◆ Your instructions:
Starting with the line that contains "target | croissant pastry", copy every line through the end of the data below, exactly and with nothing added.

◆ Data rows:
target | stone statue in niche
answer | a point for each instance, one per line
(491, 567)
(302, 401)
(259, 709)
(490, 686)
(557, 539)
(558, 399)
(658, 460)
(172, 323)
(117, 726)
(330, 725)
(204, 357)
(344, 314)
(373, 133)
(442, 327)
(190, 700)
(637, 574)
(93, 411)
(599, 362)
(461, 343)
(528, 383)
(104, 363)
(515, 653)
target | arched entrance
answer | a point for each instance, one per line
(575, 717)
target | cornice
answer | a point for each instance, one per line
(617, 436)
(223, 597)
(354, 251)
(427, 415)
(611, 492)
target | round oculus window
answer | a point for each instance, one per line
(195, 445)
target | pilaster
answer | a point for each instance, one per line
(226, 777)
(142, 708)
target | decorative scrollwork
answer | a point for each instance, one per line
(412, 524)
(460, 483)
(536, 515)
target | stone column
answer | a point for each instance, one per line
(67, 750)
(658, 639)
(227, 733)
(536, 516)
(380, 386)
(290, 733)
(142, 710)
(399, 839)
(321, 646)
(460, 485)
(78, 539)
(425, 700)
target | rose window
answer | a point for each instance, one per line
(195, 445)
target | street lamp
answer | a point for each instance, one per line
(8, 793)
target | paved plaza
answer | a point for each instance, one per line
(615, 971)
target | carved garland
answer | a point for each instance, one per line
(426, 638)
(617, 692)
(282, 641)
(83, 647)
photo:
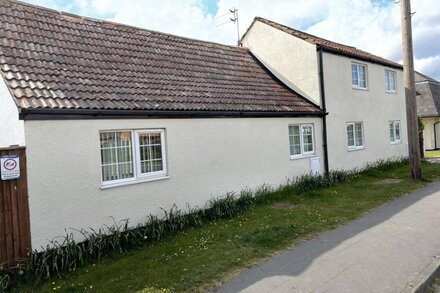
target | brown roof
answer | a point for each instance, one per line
(56, 60)
(428, 96)
(330, 46)
(420, 77)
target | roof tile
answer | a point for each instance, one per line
(53, 60)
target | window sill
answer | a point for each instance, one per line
(359, 88)
(356, 149)
(131, 182)
(292, 158)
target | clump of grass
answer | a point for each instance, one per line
(64, 254)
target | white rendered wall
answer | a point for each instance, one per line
(11, 128)
(428, 132)
(290, 59)
(374, 107)
(206, 158)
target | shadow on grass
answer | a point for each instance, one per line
(293, 262)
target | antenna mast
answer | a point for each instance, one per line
(233, 19)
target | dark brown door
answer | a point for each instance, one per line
(15, 235)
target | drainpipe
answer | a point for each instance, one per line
(324, 109)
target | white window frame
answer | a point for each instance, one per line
(301, 138)
(387, 81)
(394, 122)
(138, 154)
(354, 147)
(357, 86)
(137, 175)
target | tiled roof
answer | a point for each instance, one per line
(428, 96)
(331, 46)
(58, 61)
(420, 77)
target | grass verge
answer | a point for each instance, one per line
(195, 258)
(432, 154)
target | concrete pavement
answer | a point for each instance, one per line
(384, 251)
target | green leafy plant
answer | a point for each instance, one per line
(64, 254)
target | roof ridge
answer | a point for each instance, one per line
(331, 46)
(113, 23)
(302, 32)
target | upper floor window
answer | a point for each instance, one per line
(355, 135)
(390, 81)
(395, 132)
(132, 154)
(359, 76)
(301, 140)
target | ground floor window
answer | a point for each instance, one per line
(132, 154)
(301, 138)
(395, 131)
(355, 135)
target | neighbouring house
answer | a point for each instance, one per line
(363, 94)
(121, 122)
(428, 109)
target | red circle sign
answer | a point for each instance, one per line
(10, 164)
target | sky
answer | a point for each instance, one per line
(370, 25)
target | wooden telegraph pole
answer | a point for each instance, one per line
(410, 92)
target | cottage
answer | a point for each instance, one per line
(363, 94)
(120, 121)
(428, 109)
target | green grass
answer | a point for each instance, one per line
(434, 287)
(197, 258)
(432, 154)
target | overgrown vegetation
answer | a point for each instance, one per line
(67, 255)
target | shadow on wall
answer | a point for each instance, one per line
(290, 263)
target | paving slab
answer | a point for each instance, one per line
(383, 251)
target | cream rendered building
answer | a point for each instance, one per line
(124, 122)
(363, 94)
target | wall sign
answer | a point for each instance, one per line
(9, 167)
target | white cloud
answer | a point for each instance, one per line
(371, 27)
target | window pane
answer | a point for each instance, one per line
(358, 134)
(391, 131)
(393, 81)
(387, 83)
(354, 75)
(350, 135)
(295, 140)
(397, 130)
(150, 150)
(307, 138)
(116, 155)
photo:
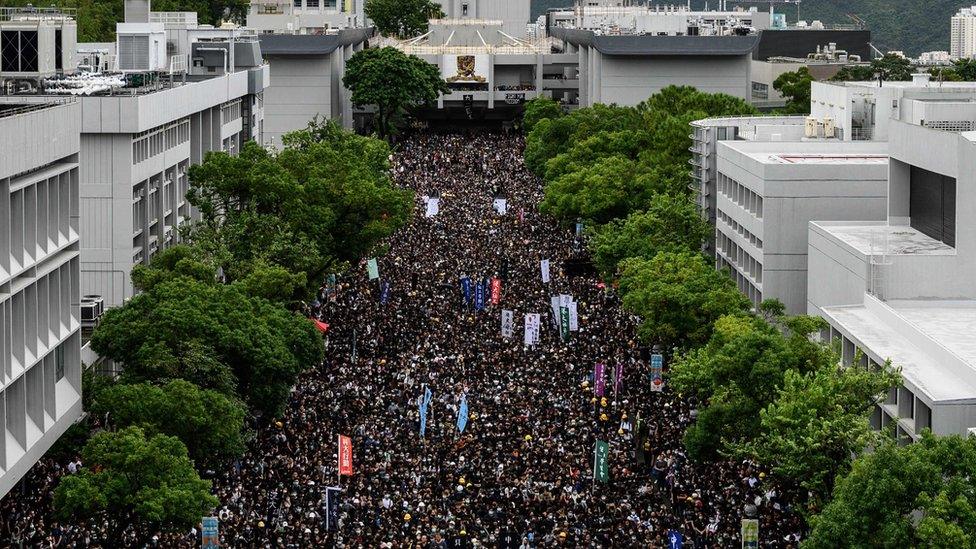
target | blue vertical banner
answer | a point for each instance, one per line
(466, 289)
(463, 413)
(332, 508)
(675, 539)
(479, 296)
(424, 405)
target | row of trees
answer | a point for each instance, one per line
(795, 86)
(767, 390)
(213, 339)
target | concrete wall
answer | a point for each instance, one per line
(793, 194)
(626, 80)
(40, 320)
(302, 87)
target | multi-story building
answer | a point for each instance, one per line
(768, 192)
(962, 43)
(40, 339)
(513, 14)
(901, 289)
(143, 127)
(306, 73)
(304, 16)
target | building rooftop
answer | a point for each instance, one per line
(827, 159)
(877, 238)
(11, 109)
(937, 355)
(649, 45)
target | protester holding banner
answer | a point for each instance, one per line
(455, 430)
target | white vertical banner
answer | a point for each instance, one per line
(508, 323)
(500, 205)
(433, 206)
(532, 321)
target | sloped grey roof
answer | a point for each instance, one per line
(650, 45)
(311, 44)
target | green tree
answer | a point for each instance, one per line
(392, 81)
(323, 201)
(893, 67)
(671, 223)
(207, 333)
(738, 374)
(210, 424)
(966, 69)
(130, 478)
(854, 73)
(538, 109)
(920, 495)
(795, 87)
(402, 18)
(819, 420)
(678, 296)
(606, 190)
(551, 137)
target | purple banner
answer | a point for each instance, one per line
(599, 379)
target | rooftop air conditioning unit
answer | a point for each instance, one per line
(141, 47)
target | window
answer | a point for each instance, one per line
(59, 363)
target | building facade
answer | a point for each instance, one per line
(901, 290)
(768, 192)
(40, 292)
(304, 16)
(962, 43)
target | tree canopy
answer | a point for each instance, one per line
(212, 335)
(920, 495)
(537, 109)
(670, 223)
(402, 18)
(795, 87)
(129, 476)
(392, 81)
(817, 422)
(678, 296)
(209, 423)
(321, 202)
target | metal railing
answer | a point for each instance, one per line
(30, 13)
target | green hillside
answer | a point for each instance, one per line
(910, 25)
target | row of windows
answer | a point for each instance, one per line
(230, 111)
(739, 257)
(899, 402)
(149, 143)
(745, 285)
(740, 195)
(743, 232)
(38, 218)
(36, 318)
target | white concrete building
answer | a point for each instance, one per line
(963, 34)
(768, 192)
(513, 14)
(304, 16)
(40, 339)
(864, 110)
(306, 79)
(627, 69)
(903, 289)
(141, 131)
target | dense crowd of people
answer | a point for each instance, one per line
(521, 473)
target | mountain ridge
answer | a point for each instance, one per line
(908, 25)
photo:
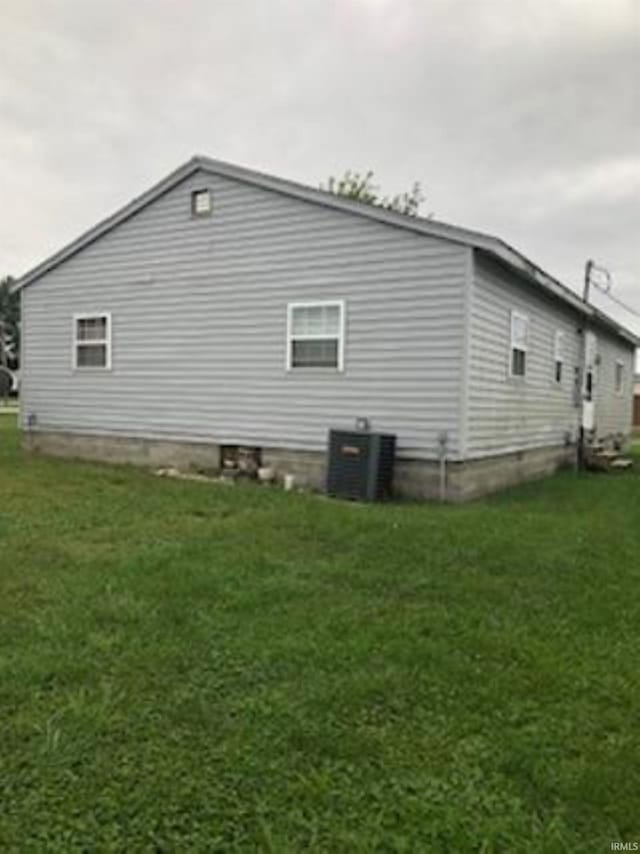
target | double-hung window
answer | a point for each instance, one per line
(519, 344)
(558, 356)
(92, 341)
(315, 335)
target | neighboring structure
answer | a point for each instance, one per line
(226, 307)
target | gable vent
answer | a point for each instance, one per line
(201, 203)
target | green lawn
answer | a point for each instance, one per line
(191, 667)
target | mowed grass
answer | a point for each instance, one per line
(189, 667)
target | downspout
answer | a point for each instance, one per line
(443, 440)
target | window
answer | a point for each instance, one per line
(201, 203)
(315, 335)
(92, 341)
(619, 377)
(558, 356)
(519, 339)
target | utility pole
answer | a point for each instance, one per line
(588, 270)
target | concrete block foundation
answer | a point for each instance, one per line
(413, 479)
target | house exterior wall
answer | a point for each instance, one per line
(507, 414)
(199, 307)
(614, 410)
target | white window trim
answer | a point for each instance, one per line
(619, 364)
(91, 315)
(519, 315)
(341, 331)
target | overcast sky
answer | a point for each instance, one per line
(521, 119)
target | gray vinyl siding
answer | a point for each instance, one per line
(199, 307)
(506, 413)
(614, 411)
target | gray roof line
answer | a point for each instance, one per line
(420, 225)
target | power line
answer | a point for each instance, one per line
(602, 280)
(617, 301)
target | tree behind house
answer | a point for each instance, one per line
(361, 188)
(9, 325)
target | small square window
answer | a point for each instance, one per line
(201, 203)
(315, 335)
(92, 341)
(559, 356)
(519, 344)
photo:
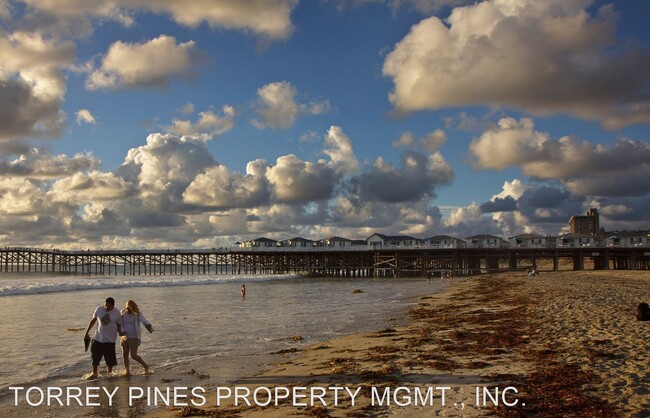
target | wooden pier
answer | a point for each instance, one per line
(367, 262)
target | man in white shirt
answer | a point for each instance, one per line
(109, 321)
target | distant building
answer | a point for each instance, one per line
(575, 240)
(381, 240)
(484, 241)
(335, 241)
(629, 239)
(261, 242)
(444, 241)
(585, 224)
(527, 241)
(298, 242)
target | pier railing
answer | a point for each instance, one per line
(364, 261)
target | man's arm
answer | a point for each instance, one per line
(92, 324)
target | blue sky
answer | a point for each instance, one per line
(150, 123)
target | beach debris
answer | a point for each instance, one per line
(286, 351)
(317, 411)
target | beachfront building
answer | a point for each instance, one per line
(261, 242)
(629, 239)
(528, 241)
(298, 242)
(485, 241)
(443, 241)
(336, 242)
(585, 224)
(381, 241)
(575, 240)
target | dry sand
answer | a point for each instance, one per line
(568, 342)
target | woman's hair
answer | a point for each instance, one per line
(132, 306)
(643, 312)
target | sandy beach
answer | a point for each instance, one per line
(560, 344)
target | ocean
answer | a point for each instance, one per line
(198, 320)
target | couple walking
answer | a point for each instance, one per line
(111, 323)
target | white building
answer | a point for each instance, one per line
(629, 239)
(298, 242)
(335, 242)
(485, 241)
(527, 241)
(576, 240)
(261, 242)
(381, 241)
(444, 241)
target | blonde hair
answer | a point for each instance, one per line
(132, 306)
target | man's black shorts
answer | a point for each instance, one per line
(106, 350)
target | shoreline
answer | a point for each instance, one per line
(562, 343)
(567, 342)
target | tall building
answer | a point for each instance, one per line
(585, 224)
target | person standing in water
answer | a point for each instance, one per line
(108, 322)
(132, 317)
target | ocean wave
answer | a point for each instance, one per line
(39, 285)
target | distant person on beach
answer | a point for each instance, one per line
(132, 317)
(108, 320)
(643, 312)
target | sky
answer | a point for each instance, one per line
(168, 124)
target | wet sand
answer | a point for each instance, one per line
(560, 344)
(567, 342)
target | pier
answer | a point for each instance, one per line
(358, 262)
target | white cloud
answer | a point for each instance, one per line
(150, 64)
(405, 140)
(39, 163)
(433, 141)
(276, 104)
(269, 19)
(585, 168)
(542, 57)
(219, 188)
(187, 108)
(32, 85)
(91, 187)
(338, 148)
(294, 180)
(208, 123)
(417, 177)
(84, 116)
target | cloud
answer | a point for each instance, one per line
(418, 176)
(338, 148)
(151, 64)
(209, 123)
(541, 57)
(585, 168)
(39, 163)
(269, 19)
(405, 140)
(94, 186)
(277, 106)
(294, 180)
(32, 85)
(506, 204)
(433, 141)
(84, 116)
(220, 189)
(187, 108)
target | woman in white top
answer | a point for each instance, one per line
(130, 341)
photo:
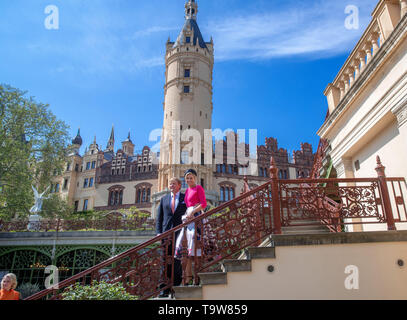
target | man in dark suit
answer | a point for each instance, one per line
(170, 211)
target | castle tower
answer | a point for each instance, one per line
(187, 98)
(128, 146)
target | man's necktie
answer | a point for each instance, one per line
(173, 204)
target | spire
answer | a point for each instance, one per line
(78, 138)
(190, 33)
(128, 138)
(110, 143)
(191, 9)
(112, 133)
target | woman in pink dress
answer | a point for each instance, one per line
(195, 201)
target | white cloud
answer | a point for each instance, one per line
(318, 29)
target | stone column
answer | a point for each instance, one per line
(361, 55)
(400, 112)
(368, 50)
(356, 68)
(346, 80)
(342, 89)
(351, 76)
(375, 46)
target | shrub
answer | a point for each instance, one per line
(98, 291)
(28, 289)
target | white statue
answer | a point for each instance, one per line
(35, 219)
(39, 198)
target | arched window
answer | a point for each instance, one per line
(115, 195)
(143, 192)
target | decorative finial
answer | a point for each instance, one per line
(191, 9)
(380, 167)
(273, 169)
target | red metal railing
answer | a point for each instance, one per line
(243, 222)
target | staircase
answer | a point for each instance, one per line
(221, 278)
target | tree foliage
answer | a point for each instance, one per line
(33, 145)
(98, 291)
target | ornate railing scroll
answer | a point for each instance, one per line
(301, 202)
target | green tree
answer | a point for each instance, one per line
(33, 145)
(98, 291)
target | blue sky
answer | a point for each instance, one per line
(105, 63)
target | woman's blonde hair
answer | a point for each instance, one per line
(13, 279)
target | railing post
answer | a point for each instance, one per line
(388, 212)
(275, 196)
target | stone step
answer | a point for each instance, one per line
(213, 278)
(188, 292)
(236, 265)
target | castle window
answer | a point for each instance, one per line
(65, 184)
(184, 157)
(85, 205)
(357, 165)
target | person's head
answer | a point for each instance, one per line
(9, 281)
(175, 185)
(190, 178)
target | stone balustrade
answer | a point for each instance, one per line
(386, 16)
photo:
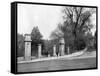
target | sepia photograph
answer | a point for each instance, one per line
(56, 37)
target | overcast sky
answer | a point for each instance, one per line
(43, 16)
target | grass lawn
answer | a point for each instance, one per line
(59, 64)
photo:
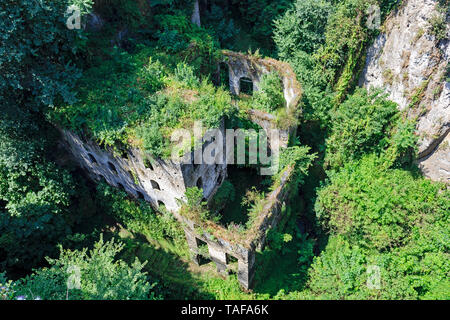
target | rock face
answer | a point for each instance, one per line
(411, 64)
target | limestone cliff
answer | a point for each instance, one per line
(410, 61)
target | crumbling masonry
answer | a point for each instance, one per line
(164, 182)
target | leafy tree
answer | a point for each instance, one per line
(37, 52)
(87, 275)
(269, 97)
(302, 27)
(378, 208)
(365, 123)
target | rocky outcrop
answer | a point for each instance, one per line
(410, 62)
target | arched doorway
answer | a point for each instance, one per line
(246, 86)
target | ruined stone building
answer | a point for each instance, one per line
(164, 182)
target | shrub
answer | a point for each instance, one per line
(302, 27)
(83, 275)
(269, 97)
(362, 124)
(379, 208)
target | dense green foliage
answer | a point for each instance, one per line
(136, 99)
(366, 123)
(356, 198)
(37, 52)
(86, 275)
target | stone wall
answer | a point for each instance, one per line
(164, 182)
(160, 182)
(223, 244)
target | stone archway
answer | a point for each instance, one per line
(246, 86)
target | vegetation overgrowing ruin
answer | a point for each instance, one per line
(360, 179)
(164, 182)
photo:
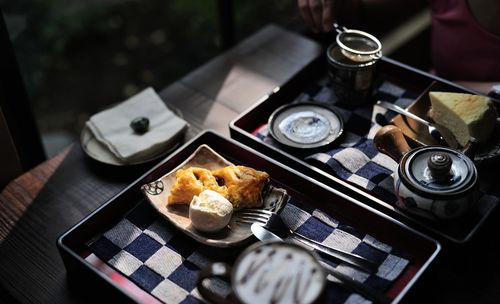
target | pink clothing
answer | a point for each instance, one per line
(461, 48)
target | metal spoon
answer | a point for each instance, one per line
(433, 131)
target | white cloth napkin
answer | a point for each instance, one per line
(112, 127)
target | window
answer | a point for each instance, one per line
(80, 56)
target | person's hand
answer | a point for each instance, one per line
(317, 14)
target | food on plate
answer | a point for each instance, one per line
(241, 185)
(210, 211)
(190, 182)
(464, 115)
(244, 185)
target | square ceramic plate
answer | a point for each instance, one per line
(235, 233)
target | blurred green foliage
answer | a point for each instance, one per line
(79, 56)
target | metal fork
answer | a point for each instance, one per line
(274, 223)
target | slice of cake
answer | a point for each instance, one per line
(464, 115)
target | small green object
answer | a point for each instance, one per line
(140, 125)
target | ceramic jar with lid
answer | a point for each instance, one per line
(431, 181)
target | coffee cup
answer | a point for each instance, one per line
(268, 272)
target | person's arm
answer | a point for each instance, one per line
(373, 15)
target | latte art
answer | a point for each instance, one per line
(278, 273)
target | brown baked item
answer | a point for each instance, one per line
(244, 185)
(190, 182)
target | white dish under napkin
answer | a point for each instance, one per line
(112, 127)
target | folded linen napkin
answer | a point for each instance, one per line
(112, 127)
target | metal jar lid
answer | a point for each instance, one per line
(357, 45)
(437, 171)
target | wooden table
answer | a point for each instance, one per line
(40, 205)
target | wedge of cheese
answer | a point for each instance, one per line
(464, 115)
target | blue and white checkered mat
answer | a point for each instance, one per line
(165, 262)
(356, 159)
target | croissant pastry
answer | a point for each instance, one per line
(241, 185)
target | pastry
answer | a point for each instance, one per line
(241, 185)
(210, 211)
(464, 115)
(190, 182)
(244, 185)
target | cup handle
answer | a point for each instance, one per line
(221, 270)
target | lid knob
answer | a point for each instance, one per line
(439, 164)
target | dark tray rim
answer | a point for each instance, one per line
(238, 133)
(72, 258)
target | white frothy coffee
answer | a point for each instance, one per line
(278, 273)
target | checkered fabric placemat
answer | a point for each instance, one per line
(163, 261)
(356, 159)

◆ Answer in full:
target | croissant pastry
answer | a point for each instance, one per line
(241, 185)
target | pastry
answer | a point for each instance, one per line
(241, 185)
(210, 211)
(464, 115)
(190, 182)
(244, 185)
target | cup handle
answer | a point for each instance, one per line
(221, 270)
target | lid knob
answer | a point for each instance, one per line
(439, 164)
target | dark tray rim
answer | a point for each instance, one per line
(238, 133)
(72, 258)
target | white frothy coffee
answer | a point for each instance, one per line
(278, 273)
target | checkered fabric placemat
answer | a point for each instance, one per line
(163, 261)
(356, 159)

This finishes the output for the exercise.